- [TEXT SECTION]
····················
Q: Why did you decide to read the text in this manner?
A: Because theatre is such an immediate art form, it’s not uncommon to look for ways that classic texts speak to the contemporary experience, in this case of being a soldier. There is something about Macbeth that really seemed to resonate with the moment.
Banquo and Macbeth suffer from insomnia and bad dreams. They walk around sleepless late at night. There is paranoia and quickness to anger. These can all be considered manifestations of post-traumatic stress disorder brought on by experiences in combat. At the heart of our consideration of this play is the idea that violence begets violence, which begets more violence. What we are looking at is the way war touches all of us, not only those that are engaged in warfare, but all who are connected to those engaged in warfare and those they touch, and even those who think they are free from it. We want to explore this idea that no one is immune—that the real trauma of war is this overwhelming burden of violence in our world.
Q: How else does this idea manifest itself in the work?
Upon returning, Banquo is severely wounded physically. Macbeth, perhaps less pronounced to anybody, is wounded himself, but psychologically. We don’t see the manifestation of that psychological damage till the death of his friend Banquo. Once Banquo dies there are a whole series of events that unravel – Macbeth sees the ghost of Banquo, he sees the witches and in the visit to the witches he’s given visions of the future. All of these supernatural events seem odd enough, but they grow worse and worse as the play progresses, spiraling out of control. I like to think it’s possible that William Shakespeare himself may have been observing the experiences of soldiers returning home from war in Elizabethan times and his observation of those soldiers translated into supernatural events.
Q: What have you learned in examining the issues of post-traumatic stress disorder in terms of this particular play?
We knew going into this that there would be a concern among some people that setting the play in 1969 during the Vietnam War would perpetuate the stereotype of the Vietnam veteran that comes home, unable to deal with his experiences, breaks psychologically and commits acts of violence … The most important thing for us is to humanize these soldiers by looking at the way in which these men upon their return were being asked to forget all of these experiences. They were being asked to suppress these horrific memories of battle and to wake up the following morning in their bed with their spouse, have pancakes and eggs and sit and read the newspaper as if they’d never been in a jungle, as if they’d never walked through a swamp, as if they’d never fired a gun.
····················
- [SUPPLIED MATERIAL]

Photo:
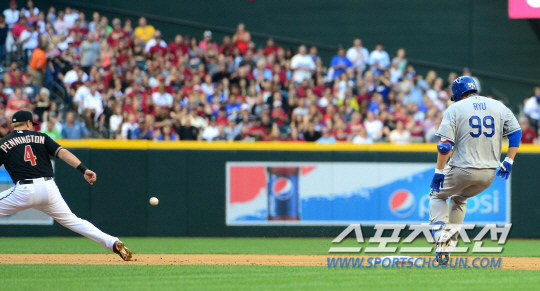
····················
- [REQUIRED WORK]
(a) In the interview about staging Macbeth, in what year and during which war is the production set?
(b) Translate this sentence from the Macbeth interview into Spanish: "Banquo and Macbeth suffer from insomnia and bad dreams."
(c) Write the next paragraph of the interview about staging Macbeth, continuing from where it stops.

- [RESULTS OF THE TASKS]
(a) It is set in 1969, during the Vietnam War.

(b) Banquo y Macbeth sufren de insomnio y de malos sueños.

(c)
Q: Could you talk a little bit about how the choices in the adaptation were made?
A: Most productions of Shakespeare done today go through some kind of editing, some kind of cutting. They cut references that only speak to an Elizabethan audience member or sometimes they are cut for length. While we’ve edited the original text of Macbeth in such a way as to tell a very specific story, audiences will hear Shakespeare’s Macbeth. And if we do our job right, it will be in a way that they’d never thought to hear it, as if they’re hearing it again for the first time.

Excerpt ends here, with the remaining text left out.